Kamis 18 Mar 2021 13:47 WIB

Cegah Banjir, Pelaku Illegal Logging Harus Ditindak

Kerusakan alam makin terjadi bila praktek illegal logging tidak dihentikan.

Rep: Citra Listyarini/ Red: Bilal Ramadhan
Foto udara kondisi sebuah desa yang luluh lantak akibat banjir bandang di Kabupaten Hulu Sungai Tengah, Kalimantan Selatan, Ahad (24/1/2021).
Foto: Antara/Bayu Pratama
Foto udara kondisi sebuah desa yang luluh lantak akibat banjir bandang di Kabupaten Hulu Sungai Tengah, Kalimantan Selatan, Ahad (24/1/2021).

REPUBLIKA.CO.ID, BANJARMASIN -- Banjir Barabai memang menjadi peristiwa yang membekas sekali di awal tahun 2021. Meluapnya air di hulu sungai, menyebabkan kerusakan infrastruktur berupa jembatan, bangunan dan akses jalan. Banyak masyarakat yang menjadi korban musibah banjir tersebut, salah satunya Fahruzi yang merupakan warga Barabai, Kabupaten Hulu Sungai Tengah, Kalimantan Selatan.

Fahruzi mengaku banjir tersebut merepotkan para warga dengan ketinggian air di jalan hampir satu hingga satu setengah meter. Bahkan di beberapa area, banjir meluluhlantakkan tempat tinggal bahkan sampai mengakibatkan jatuhnya korban jiwa.  Kelumpuhan ekonomipun terjadi di Barabai. Tinggal di pengungsian dengan segala keterbatasan, membuat masyarakat menangisi musibah yang datang ke desa mereka.

☆ ☆ ☆ ☆ ☆

* PETUNJUK TUGAS *
Lanjutkan berita tentang banjir Barabai di atas, dimulai tepat setelah kalimat terakhirnya.

☆ ☆ ☆ ☆ ☆

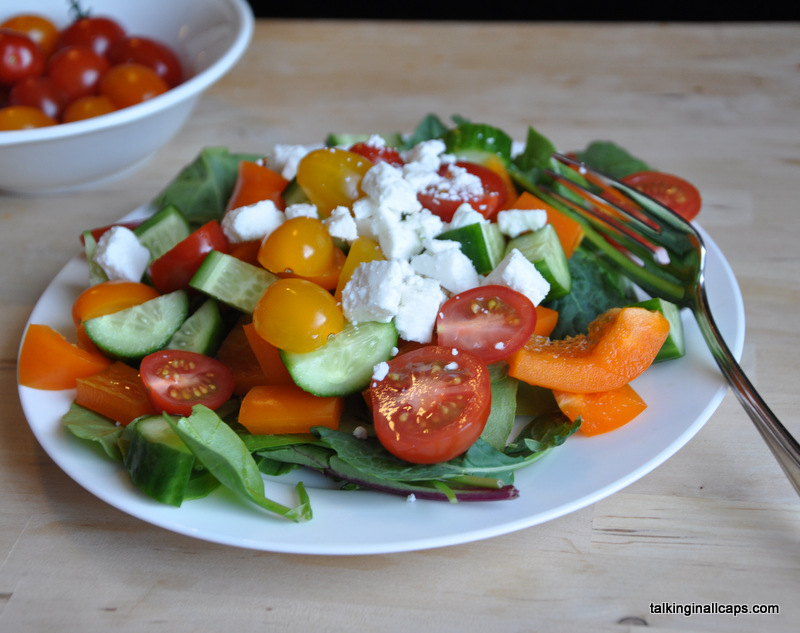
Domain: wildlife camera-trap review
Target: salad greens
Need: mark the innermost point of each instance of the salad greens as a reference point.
(226, 454)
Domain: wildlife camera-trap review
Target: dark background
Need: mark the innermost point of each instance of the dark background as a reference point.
(541, 10)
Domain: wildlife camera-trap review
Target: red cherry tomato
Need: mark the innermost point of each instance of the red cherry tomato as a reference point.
(490, 321)
(151, 53)
(98, 33)
(128, 84)
(378, 153)
(20, 57)
(672, 191)
(77, 70)
(173, 270)
(444, 198)
(37, 27)
(432, 405)
(39, 92)
(176, 380)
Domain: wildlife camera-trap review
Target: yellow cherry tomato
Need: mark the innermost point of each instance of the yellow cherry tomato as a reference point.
(300, 247)
(297, 315)
(331, 177)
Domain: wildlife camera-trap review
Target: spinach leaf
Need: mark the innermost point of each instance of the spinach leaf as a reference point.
(595, 289)
(611, 159)
(217, 446)
(202, 188)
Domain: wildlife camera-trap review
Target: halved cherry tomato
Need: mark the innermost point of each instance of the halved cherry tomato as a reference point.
(489, 321)
(378, 153)
(176, 380)
(173, 270)
(99, 33)
(672, 191)
(20, 57)
(445, 197)
(297, 315)
(151, 53)
(432, 405)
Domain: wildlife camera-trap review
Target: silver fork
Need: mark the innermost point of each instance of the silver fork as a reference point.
(665, 256)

☆ ☆ ☆ ☆ ☆

* HASIL TUGAS *
Berdasarkan sejarah kota Barabai, pada banjir kali ini merupakan banjir yang terparah. Meski diakui Fahruzi pada tahun-tahun sebelumnya sering juga terjadi banjir dan dalam setahun itu terjadi satu hingga enam kali, biasanya akan memuncak di bulan keenam.

“Kerusakan alam di Barabai akan makin terjadi, bila praktek illegal logging tidak dihentikan. Mereka menebang pohon besar-besaran tanpa peduli mengenai akibatnya, ditambah lagi curah hujan yang ekstrim seperti kemarin akan semakin memperparah kondisi,” kata Fahruzi dalam rilisnya, Kamis (18/3).

Faktor kerusakan alam akibat praktik illegal logging (pembalakan liar) dan meluasnya pengambilan batu dan tanah juga dibenarkan oleh Rahma, salah satu penduduk desa yang melihat mirisnya penebangan hutan yang makin banyak terjadi., hingga  mengakibatkan banjir yang terjadi di awal tahun ini lebih besar dibandingkan banjir besar yang terjadi tahun 2013.

“Saya pernah dengar cerita tentang sejarah banjir di masa lampau Barabai, tapi hanya sebatas mendengar dari cerita-cerita orang tua. Yang saya alami banjir bandang kayak gini nih pernah 2013 gitu kan, tapi enggak sebesar yang tahun ini,” kata Rahma yang merupakan warga asli Barabai yang menjadi saksi banjir lalu.

Meski banjir yang melanda merusak dan membuat masyarakat tinggal di tempat pengungsian, tapi bantuan pemerintah daerah, pemerintah pusat dan swasta cepat datang dan mengantisipasi dengan segala kemungkinan di lapangan.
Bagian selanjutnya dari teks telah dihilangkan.